Texte de la page
<<<<
Dans cette vision, les IOC peuvent être divisés en deux grands ensembles :

IOCs comportementaux, qui caractérisent l’attaquant et ses méthodes. On retrouve ici le « haut de la pyramide », les tactiques, techniques et procédures (TTPs), les outils (tools), les artefacts réseaux et locaux (networks and Hos artifacts).

IOCs traditionnels, qui sont en général des données techniques rattachées à la supervision et à la collecte de log. On place ainsi dans cette catégorie, le milieu et la base de la pyramide, les noms de domaine, les adresses IP ou les hash.

Évidemment, pour le défenseur, détecter et supprimer les IOCs comportementaux s’avère extrêmement complexe mais particulièrement efficace pour lutter contre un mode opératoire adverse. En 2019, sur son blog, SEKOIA propose d’étendre la pyramide en ajoutant à son sommet, le Graal de la CTI : l’identité réelles et numériques des attaquants.
>>>>
Énoncé écrit A
Modifiez le passage du texte sur les IOC qui commence par « IOCs comportementaux, qui » et se poursuit jusqu'à « ou les hash. », en y remplaçant « pyramide » par « hiérarchie ». Reproduisez le passage ainsi modifié.
Énoncé écrit B
Selon le texte sur les IOC, quelles données sont rangées dans la catégorie des IOC traditionnels ?

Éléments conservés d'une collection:
<<<<
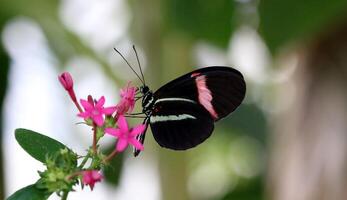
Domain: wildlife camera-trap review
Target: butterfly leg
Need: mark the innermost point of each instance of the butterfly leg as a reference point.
(141, 137)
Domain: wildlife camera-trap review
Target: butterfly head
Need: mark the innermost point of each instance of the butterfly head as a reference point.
(144, 89)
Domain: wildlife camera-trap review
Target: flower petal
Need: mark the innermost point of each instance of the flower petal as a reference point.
(84, 114)
(98, 119)
(136, 144)
(100, 102)
(113, 131)
(122, 124)
(121, 144)
(109, 110)
(137, 130)
(86, 105)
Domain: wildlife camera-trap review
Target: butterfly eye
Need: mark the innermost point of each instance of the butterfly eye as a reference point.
(144, 89)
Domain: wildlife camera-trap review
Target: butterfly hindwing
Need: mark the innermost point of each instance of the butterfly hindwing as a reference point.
(183, 111)
(179, 123)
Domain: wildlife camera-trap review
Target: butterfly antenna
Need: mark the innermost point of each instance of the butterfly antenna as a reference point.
(138, 62)
(129, 65)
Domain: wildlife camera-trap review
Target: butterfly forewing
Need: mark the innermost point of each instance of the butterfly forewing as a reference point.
(186, 108)
(226, 86)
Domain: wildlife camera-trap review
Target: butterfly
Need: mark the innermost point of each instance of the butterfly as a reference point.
(182, 112)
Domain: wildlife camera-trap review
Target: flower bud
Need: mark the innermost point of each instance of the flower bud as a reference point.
(66, 80)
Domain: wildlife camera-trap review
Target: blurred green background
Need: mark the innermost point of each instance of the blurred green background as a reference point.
(287, 140)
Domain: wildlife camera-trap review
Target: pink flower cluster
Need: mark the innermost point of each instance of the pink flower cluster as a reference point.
(111, 120)
(96, 111)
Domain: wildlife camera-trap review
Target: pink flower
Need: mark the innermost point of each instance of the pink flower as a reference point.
(66, 80)
(90, 177)
(127, 101)
(96, 112)
(125, 135)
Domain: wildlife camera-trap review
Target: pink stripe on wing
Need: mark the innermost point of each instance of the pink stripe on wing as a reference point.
(205, 97)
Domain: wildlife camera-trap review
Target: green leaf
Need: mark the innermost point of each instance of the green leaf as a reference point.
(283, 21)
(30, 192)
(201, 19)
(37, 145)
(114, 169)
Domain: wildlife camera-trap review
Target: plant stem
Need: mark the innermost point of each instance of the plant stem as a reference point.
(84, 161)
(64, 197)
(94, 140)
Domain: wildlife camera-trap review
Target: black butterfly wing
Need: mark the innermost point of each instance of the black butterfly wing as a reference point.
(226, 85)
(186, 107)
(180, 124)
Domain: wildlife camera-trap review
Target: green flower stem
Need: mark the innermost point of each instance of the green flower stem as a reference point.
(109, 157)
(65, 194)
(84, 161)
(94, 140)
>>>>
Réponse écrite A
IOCs comportementaux, qui caractérisent l’attaquant et ses méthodes. On retrouve ici le « haut de la hiérarchie », les tactiques, techniques et procédures (TTPs), les outils (tools), les artefacts réseaux et locaux (networks and Hos artifacts).

IOCs traditionnels, qui sont en général des données techniques rattachées à la supervision et à la collecte de log. On place ainsi dans cette catégorie, le milieu et la base de la hiérarchie, les noms de domaine, les adresses IP ou les hash.

Réponse écrite B
Les noms de domaine, les adresses IP et les hash.